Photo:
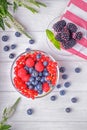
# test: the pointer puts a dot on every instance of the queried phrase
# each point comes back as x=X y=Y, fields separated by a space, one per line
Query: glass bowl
x=64 y=52
x=34 y=73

- What is required -
Strip the images and return the remaining data exactly.

- Solution -
Photo:
# test: the pointer puts a dot on every instance of the queried phrase
# each point comes back as x=X y=Y, fields separated by a space, one per line
Query: glass bowl
x=64 y=52
x=34 y=73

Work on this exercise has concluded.